#### Excerpt to read
3. Compendiously and concisely, the relevant facts absolutely necessary for the disposal of this second appeal would run thus:
The plaintiff filed the suit for partition of the properties described in the schedule of the plaint and for allotment of his 1/3rd share.
4. The defendants 1 to 4 filed the written statement resisting the suit by contending that the various family properties including the suit property were partitioned and as such, there is no question of partitioning the suit property once again would arise.
5. The fifth defendant did not file any written statement resisting the suit.
6. The sixth defendant being the purchaser of a portion of the suit property from the fifth defendant, filed the written statement in commensurate with the written statement filed by the defendants 1 to 4. During the pendency of the suit, the defendants 7 to 10, the daughters of the deceased Ramanarayanaperumal who was the brother of the plaintiff got themselves impleaded and they filed the written statement supporting contention of the plaintiff.
7. Whereupon the trial Court framed the relevant issues.
8. During trial, the plaintiff examined himself as P.W.1 and Exs.A.1 to A.9 were marked on his side. When the matter was posted for the defendants' side, it appears that the chief-examination affidavit of the fourth defendant - Rajeshkumar was filed, but he did not submit himself for cross-examination. Whereupon the defendants' side was closed and as such, neither oral nor documentary evidence was let in on the side of the defendants.
9. Ultimately, the trial Court decreed the suit ordering the partition of the suit property and granting 1/3rd share in it to the plaintiff, as against which the sixth defendant alone filed the appeal. Whereupon the first appellate Court reversed the judgment and decree of the trial Court and dismissed the original suit.
10. Being aggrieved by and dissatisfied with the judgment and decree of the first appellate Court, the present second appeal has been filed by the plaintiff on various grounds and also suggesting the following substantial questions of law:
"(A) Whether the Judgment of the 1st Appellate Court is against sec.10 of the Evidence Act, since patta for the suit properties stand in the name of all co-owners including the plaintiff and no separate patta is made out individually for the parties concerned?

#### Available data
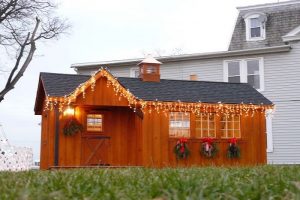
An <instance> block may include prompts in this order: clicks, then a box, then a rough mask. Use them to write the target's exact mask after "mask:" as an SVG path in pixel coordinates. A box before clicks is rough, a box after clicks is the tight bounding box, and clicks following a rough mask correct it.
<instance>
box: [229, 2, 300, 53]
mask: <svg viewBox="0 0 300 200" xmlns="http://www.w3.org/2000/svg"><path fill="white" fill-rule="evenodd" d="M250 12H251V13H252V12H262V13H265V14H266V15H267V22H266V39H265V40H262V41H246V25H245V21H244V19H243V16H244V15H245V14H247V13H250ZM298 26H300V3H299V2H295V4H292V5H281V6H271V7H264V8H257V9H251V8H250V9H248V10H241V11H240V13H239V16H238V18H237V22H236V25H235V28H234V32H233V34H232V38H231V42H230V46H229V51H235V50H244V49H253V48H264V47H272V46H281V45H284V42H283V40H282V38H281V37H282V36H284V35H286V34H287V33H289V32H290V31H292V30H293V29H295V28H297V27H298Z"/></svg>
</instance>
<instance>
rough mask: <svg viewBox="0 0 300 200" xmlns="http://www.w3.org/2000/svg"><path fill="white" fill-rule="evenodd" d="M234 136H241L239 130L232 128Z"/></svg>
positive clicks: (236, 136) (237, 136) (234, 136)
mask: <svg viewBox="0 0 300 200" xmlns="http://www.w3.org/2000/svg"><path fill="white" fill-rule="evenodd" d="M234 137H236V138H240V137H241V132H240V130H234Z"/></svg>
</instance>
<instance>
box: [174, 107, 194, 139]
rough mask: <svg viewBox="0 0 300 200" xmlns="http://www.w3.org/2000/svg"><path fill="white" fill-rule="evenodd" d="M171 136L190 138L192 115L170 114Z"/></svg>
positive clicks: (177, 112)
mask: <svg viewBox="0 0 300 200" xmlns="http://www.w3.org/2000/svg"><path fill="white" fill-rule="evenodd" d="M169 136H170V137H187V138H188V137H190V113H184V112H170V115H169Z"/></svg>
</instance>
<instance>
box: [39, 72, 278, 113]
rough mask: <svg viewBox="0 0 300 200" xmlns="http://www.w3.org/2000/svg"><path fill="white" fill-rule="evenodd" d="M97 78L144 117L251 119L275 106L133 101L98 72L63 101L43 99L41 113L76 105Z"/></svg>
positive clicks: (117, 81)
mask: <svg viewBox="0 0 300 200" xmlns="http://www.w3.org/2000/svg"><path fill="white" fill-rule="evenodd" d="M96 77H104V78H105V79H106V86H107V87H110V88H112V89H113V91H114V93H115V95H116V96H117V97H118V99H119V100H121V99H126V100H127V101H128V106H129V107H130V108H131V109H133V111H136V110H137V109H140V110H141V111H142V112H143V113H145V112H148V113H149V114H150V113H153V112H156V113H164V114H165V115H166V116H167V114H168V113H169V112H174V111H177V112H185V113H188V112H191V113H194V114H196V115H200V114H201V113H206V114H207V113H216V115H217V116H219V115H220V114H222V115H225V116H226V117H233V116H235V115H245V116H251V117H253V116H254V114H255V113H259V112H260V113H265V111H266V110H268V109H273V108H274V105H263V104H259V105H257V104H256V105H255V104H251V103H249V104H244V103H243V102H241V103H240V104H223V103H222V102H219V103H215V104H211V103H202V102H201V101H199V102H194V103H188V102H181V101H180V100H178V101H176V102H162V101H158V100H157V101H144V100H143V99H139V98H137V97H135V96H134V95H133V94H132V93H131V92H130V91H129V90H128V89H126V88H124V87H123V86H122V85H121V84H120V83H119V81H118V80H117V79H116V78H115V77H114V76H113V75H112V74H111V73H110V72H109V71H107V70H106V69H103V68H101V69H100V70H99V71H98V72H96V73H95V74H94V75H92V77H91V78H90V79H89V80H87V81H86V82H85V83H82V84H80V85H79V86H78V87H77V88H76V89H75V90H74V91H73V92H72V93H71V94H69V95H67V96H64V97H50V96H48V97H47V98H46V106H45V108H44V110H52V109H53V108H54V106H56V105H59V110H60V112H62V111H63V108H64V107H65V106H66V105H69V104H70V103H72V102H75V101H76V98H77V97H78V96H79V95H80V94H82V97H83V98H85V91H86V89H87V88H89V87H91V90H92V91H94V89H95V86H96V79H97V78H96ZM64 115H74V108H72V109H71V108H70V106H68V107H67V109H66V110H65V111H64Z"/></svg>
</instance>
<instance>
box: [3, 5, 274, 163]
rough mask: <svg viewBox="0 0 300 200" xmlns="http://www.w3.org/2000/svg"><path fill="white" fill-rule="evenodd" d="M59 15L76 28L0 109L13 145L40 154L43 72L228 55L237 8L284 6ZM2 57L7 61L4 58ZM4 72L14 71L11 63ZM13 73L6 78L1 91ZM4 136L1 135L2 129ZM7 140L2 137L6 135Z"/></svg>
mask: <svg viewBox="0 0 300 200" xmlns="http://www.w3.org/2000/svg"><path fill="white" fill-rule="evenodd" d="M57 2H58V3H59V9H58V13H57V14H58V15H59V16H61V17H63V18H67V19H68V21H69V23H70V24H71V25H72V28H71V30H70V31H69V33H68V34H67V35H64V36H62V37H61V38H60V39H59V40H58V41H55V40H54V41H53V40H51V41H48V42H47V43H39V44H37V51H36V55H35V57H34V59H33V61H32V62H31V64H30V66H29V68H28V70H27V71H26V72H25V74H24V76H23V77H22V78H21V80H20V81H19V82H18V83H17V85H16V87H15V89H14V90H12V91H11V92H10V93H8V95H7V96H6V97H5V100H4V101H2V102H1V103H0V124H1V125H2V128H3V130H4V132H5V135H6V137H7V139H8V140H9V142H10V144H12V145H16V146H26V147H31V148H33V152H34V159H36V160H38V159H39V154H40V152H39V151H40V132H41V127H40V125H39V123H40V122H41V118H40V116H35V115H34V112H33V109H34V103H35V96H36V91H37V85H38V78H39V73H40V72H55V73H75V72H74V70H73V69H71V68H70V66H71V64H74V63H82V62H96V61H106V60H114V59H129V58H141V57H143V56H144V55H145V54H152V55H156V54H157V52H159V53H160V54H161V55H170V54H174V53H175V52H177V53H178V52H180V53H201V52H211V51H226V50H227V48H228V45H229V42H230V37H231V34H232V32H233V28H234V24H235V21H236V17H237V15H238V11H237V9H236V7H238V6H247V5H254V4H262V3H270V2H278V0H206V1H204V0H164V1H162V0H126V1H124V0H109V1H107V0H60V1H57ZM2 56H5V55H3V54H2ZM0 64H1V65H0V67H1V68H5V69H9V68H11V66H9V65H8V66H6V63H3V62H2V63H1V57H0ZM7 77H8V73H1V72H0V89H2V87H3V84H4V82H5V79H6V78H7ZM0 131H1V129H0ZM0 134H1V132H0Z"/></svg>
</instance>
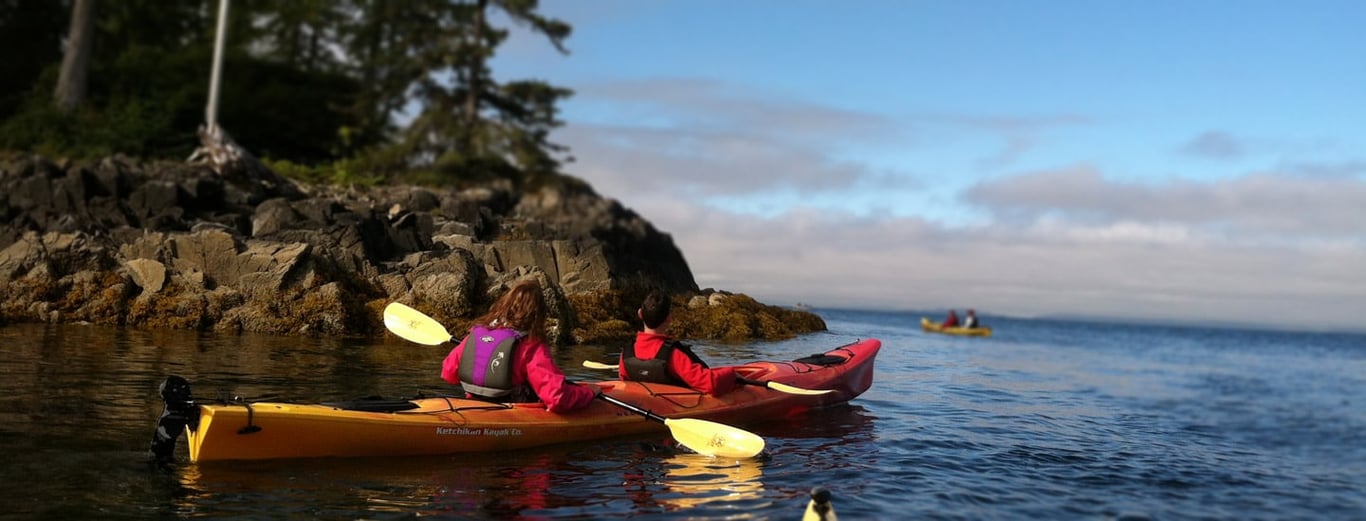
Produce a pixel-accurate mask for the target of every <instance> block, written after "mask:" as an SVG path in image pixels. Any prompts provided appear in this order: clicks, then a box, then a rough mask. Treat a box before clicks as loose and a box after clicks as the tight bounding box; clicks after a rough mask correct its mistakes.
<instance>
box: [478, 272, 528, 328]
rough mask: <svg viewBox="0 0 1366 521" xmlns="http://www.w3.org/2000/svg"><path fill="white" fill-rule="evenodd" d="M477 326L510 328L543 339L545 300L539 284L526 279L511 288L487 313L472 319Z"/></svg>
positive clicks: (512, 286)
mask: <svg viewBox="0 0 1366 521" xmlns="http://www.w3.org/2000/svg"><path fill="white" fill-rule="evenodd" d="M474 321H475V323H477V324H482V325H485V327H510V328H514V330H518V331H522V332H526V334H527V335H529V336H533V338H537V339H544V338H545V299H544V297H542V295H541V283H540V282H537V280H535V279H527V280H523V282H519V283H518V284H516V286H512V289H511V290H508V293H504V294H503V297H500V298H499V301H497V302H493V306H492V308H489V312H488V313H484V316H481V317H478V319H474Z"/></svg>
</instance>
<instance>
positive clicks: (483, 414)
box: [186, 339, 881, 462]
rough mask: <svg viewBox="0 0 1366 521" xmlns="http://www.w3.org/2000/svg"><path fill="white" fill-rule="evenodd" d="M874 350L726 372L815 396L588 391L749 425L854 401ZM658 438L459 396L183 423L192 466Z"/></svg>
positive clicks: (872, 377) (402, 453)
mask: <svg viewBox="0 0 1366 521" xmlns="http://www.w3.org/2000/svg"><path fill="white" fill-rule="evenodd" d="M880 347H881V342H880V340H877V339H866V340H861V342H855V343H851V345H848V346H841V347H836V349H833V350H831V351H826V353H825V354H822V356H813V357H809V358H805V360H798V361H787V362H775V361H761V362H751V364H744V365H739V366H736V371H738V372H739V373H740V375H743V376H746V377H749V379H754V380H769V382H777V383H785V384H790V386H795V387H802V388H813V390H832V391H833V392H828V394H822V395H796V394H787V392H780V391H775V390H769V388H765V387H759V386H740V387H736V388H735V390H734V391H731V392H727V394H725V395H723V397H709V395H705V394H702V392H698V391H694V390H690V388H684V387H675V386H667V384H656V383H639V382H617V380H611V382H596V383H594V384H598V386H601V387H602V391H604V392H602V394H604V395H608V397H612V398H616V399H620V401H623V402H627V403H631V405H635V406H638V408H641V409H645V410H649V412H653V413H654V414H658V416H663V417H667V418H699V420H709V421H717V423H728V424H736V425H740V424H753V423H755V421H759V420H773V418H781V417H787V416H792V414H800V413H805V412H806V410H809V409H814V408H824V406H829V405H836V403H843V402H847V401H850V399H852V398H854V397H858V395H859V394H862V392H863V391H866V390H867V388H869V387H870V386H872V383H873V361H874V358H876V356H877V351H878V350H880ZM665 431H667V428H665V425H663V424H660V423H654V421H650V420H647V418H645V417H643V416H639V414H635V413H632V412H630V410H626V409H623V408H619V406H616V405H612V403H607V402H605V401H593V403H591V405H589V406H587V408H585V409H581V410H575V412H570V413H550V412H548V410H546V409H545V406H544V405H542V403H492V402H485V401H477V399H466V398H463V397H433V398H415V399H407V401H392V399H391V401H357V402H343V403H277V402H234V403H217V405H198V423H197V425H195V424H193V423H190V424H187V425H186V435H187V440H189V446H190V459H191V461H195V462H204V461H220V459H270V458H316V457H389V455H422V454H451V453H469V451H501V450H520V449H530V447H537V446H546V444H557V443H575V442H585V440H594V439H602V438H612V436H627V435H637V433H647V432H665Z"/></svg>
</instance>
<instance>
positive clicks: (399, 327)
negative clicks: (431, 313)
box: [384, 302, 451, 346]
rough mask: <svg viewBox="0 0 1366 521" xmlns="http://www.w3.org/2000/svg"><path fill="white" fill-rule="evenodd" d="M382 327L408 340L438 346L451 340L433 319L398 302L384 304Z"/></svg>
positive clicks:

#### List of tasks
- 1) According to the court judgment excerpt, which party alone appealed the trial Court's decree?
- 2) Report every line of the rows that contains the word "positive", matching case exactly.

#### Answers to this exercise
- 1) The sixth defendant.

- 2)
positive clicks: (236, 136) (237, 136) (234, 136)
positive clicks: (177, 112)
positive clicks: (117, 81)
positive clicks: (512, 286)
positive clicks: (483, 414)
positive clicks: (872, 377) (402, 453)
positive clicks: (399, 327)
positive clicks:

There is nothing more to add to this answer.